Given task 1
From the child fatality review excerpt, list the causes of child death for which DCYF currently has no protocol.
Given task 2
Please transcribe the child fatality review excerpt, starting at "CFRs often identify" and ending at "many reform initiatives.".

CFRs often identify knowledge deficits that contributed to a child’s death, and recommend more or better training programs for all caseworkers and supervisors. However, one-off training programs have little or no effect on practice skills absent follow-up coaching and supervisory support. Training programs as delivered by contracted or professional trainers are a necessary but not sufficient way of transmitting practical skills and knowledge which requires repetition, emotional engagement, trial and error and understanding of
exceptions to standard guidelines. As a rule, too much is expected of training programs, and there is too little investment in practice improvements. As a result, training is usually an inadequate way of disseminating knowledge in child welfare agencies and the end of the road for many reform initiatives.


Child welfare agencies strongly committed to reform initiatives do periodic trainings on specific subjects over a period of years, develop or hire specialists or consultants whom caseworkers can access as needed, seek out partnerships with child welfare scholars to research the outcomes of reforms, fund certification programs and provide timely feedback on performance, with goal of actually improving practice rather than looking good on performance indicators.


Distinguishing between inadequate implementation and knowledge deficits


CFRs have had little or no apparent effect on the number of CM fatalities nationally and in Washington in part due to the mismanagement of reform initiatives with:


a) too many recommendations generated top-down with
b) too little support for reforms at the unit level and among middle managers
c) reduced motivation from leadership teams as the interest of media, child advocates and policymakers wanes, while
d) expecting sustained practice improvements without a commitment to reducing workloads and managing to reasonable workload standards, and
e) attempting to disseminate knowledge and skills through one-off training programs in response to CFR recommendations.

 

However, there are also knowledge deficits which reflect the limitations of research, scholarly insight, and current practice wisdom. Almost a third of CM fatalities in Washington are due to unsafe sleep practices that result in a child death from suffocation. Neither DCYF or CFR review teams have an effective strategy for preventing these deaths. There is currently no DCYF protocol for preventing child deaths from fentanyl ingestion, drunk driving, or drowning. As a result, in-home safety plans for infants and toddlers are often little more than an excuse for leaving infants and toddlers in dangerous circumstances with parents who have co-occurring substance abuse and mental health disorders, and sometimes a pattern of domestic violence as well.


Some scholars and child advocates believe that child protection programs can prevent CM fatalities by applying lessons from airline safety, i.e., viewing child protection as an engineering problem in which well understood elements of child safety are consistently applied. A Casey Family Program (CFP) policy brief asserts the following regarding Safety Science:


“In the context of child protection, this means using an evidence-based lens applied to inform preventive and responsive actions, rather than basing policy and practice decisions on emotions and assumptions.”

Stored rows
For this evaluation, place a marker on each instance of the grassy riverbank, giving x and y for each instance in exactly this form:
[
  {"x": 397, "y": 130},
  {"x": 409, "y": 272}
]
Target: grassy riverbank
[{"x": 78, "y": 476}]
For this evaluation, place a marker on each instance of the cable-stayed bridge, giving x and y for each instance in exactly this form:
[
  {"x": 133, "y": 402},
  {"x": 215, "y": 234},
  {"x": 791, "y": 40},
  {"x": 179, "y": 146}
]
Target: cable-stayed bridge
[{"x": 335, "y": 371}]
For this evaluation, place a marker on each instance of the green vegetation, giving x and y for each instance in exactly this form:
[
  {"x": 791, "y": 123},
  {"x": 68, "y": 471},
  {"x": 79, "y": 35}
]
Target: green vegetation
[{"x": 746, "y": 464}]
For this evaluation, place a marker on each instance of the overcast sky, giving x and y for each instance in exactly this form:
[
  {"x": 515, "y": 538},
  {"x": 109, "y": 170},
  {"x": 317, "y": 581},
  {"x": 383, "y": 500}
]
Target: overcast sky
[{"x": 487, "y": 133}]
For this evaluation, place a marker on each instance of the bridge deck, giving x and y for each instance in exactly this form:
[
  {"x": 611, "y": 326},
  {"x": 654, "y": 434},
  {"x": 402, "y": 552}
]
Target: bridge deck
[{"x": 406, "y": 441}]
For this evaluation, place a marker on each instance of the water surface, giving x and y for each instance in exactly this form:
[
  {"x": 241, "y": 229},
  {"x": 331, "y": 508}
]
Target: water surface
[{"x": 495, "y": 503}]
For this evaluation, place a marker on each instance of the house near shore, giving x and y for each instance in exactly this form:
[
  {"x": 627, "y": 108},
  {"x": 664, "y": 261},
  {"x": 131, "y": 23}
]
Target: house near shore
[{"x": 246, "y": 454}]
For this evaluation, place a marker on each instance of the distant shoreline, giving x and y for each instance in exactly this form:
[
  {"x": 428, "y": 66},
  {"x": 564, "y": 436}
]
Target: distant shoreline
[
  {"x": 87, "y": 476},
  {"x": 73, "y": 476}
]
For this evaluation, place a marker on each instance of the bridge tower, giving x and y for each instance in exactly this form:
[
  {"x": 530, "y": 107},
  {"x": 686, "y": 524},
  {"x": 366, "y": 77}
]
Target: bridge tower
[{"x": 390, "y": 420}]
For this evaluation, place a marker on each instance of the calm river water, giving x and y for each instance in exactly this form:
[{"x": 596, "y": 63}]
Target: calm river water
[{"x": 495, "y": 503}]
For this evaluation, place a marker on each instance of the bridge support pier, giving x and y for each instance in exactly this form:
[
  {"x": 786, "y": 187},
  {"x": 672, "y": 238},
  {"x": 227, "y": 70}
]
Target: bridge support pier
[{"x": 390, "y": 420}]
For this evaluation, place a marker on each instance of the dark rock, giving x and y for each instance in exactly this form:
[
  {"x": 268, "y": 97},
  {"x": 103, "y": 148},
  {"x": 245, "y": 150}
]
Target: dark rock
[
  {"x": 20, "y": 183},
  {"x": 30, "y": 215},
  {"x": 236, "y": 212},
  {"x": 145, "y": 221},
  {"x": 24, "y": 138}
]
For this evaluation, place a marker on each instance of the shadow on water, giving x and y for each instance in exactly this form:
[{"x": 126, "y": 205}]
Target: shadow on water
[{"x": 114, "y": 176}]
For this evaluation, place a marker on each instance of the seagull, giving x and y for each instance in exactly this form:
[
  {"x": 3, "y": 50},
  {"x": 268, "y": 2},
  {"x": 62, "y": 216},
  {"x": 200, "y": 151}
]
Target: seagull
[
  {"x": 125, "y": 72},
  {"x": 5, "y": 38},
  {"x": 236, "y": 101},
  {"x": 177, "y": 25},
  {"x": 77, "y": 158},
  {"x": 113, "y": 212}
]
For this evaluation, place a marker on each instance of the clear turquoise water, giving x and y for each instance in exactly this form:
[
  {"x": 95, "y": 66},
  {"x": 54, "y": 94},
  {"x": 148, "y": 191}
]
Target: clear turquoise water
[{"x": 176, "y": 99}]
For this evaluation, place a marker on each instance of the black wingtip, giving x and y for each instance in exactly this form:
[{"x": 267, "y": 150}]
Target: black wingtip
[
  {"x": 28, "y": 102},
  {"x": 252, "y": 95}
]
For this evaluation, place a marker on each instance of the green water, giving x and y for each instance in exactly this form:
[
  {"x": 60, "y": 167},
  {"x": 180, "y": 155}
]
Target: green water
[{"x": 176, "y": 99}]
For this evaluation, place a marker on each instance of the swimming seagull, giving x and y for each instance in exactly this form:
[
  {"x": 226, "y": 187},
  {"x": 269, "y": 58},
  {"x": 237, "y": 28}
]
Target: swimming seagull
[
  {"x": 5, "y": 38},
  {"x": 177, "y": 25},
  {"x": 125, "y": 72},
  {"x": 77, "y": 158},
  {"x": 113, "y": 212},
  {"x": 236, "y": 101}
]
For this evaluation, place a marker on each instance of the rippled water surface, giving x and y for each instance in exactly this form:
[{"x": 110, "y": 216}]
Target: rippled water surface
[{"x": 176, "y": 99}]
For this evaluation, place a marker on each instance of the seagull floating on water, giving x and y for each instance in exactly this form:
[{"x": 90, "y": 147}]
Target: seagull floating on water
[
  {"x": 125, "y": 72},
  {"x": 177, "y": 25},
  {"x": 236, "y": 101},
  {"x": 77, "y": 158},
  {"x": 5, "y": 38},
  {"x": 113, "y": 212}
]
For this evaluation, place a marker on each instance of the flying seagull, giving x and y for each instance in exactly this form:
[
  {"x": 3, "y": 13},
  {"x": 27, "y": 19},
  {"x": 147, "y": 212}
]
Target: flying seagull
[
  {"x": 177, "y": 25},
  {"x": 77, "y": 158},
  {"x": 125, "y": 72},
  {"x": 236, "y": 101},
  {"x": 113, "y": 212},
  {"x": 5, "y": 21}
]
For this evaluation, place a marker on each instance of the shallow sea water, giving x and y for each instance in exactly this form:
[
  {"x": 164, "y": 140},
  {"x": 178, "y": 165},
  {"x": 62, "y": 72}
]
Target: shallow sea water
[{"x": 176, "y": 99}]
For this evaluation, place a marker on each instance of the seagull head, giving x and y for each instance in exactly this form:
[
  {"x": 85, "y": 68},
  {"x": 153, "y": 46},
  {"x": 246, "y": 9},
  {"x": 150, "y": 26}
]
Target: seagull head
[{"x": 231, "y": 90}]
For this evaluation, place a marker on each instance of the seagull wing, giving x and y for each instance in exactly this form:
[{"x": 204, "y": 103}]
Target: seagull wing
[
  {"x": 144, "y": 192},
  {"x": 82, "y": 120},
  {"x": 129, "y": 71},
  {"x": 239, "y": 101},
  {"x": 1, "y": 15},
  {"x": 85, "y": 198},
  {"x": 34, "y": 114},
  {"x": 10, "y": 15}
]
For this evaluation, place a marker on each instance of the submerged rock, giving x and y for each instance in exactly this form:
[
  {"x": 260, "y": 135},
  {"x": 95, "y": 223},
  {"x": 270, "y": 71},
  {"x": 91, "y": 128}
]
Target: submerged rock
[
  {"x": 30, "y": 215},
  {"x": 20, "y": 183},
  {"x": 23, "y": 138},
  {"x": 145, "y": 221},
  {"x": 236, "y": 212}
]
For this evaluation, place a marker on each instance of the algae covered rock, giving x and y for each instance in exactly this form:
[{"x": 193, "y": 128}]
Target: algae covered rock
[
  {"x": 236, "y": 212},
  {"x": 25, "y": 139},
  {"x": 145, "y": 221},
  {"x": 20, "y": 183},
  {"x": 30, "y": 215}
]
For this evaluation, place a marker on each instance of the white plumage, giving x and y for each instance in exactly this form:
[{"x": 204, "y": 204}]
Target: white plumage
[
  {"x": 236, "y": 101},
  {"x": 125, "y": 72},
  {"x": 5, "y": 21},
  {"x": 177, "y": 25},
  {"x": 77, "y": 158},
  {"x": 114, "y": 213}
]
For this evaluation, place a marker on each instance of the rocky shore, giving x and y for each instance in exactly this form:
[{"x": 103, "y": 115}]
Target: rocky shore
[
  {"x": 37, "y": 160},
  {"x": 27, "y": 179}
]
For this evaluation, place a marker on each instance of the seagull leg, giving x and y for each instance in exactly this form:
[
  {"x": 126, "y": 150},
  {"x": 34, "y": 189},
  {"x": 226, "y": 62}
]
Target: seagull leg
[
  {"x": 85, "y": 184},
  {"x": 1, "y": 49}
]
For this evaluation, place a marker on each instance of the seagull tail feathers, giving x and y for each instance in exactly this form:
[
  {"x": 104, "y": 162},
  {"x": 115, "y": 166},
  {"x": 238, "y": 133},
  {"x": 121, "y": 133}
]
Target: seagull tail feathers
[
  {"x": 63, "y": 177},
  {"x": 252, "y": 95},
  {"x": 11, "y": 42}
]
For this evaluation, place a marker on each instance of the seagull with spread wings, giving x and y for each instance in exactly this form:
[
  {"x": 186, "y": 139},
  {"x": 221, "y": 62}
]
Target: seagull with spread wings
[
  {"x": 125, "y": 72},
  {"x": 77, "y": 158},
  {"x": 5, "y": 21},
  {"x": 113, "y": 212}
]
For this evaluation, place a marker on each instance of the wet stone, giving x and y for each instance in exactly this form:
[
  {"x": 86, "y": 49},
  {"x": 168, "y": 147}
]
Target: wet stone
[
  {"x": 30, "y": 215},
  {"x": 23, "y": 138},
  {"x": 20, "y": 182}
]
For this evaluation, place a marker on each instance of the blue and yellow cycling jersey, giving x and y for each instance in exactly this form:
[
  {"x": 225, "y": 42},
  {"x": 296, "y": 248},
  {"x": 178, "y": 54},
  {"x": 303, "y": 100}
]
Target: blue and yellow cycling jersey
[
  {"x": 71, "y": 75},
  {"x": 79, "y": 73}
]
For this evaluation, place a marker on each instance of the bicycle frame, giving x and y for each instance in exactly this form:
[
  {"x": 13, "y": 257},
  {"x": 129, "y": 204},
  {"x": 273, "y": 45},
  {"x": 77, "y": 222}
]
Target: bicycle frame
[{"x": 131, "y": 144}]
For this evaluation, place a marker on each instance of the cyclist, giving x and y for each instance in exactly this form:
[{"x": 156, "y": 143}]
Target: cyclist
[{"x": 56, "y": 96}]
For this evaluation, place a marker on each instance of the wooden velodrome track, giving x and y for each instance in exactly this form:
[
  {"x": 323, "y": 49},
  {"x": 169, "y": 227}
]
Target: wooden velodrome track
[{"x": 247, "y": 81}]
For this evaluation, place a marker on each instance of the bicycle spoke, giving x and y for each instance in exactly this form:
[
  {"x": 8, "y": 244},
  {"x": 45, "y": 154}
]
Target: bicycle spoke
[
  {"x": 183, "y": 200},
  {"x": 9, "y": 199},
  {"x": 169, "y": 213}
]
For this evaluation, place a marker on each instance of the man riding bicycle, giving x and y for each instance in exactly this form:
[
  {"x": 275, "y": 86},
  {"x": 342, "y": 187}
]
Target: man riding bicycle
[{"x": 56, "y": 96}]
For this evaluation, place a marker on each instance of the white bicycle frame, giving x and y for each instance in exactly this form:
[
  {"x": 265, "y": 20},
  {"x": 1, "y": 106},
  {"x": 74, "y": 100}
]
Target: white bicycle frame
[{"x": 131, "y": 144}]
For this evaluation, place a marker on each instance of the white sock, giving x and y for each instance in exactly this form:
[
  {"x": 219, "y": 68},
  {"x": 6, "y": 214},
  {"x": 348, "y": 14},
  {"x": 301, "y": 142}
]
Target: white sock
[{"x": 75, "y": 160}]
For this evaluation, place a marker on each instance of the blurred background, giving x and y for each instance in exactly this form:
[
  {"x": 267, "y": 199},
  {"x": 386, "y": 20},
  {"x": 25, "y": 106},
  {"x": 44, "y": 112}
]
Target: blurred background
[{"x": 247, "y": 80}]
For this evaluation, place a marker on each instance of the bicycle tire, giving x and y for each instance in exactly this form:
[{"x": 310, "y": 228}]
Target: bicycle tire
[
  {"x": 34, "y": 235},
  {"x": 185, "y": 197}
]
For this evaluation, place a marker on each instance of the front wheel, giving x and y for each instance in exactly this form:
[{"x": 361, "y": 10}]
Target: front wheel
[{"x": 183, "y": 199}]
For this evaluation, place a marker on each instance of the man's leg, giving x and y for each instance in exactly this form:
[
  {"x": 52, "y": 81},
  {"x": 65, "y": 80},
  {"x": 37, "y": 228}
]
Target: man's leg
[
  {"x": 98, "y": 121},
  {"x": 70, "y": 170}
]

Task output 1
- Fentanyl ingestion
- Drunk driving
- Drowning

Task output 2
CFRs often identify knowledge deficits that contributed to a child’s death, and recommend more or better training programs for all caseworkers and supervisors. However, one-off training programs have little or no effect on practice skills absent follow-up coaching and supervisory support. Training programs as delivered by contracted or professional trainers are a necessary but not sufficient way of transmitting practical skills and knowledge which requires repetition, emotional engagement, trial and error and understanding of
exceptions to standard guidelines. As a rule, too much is expected of training programs, and there is too little investment in practice improvements. As a result, training is usually an inadequate way of disseminating knowledge in child welfare agencies and the end of the road for many reform initiatives.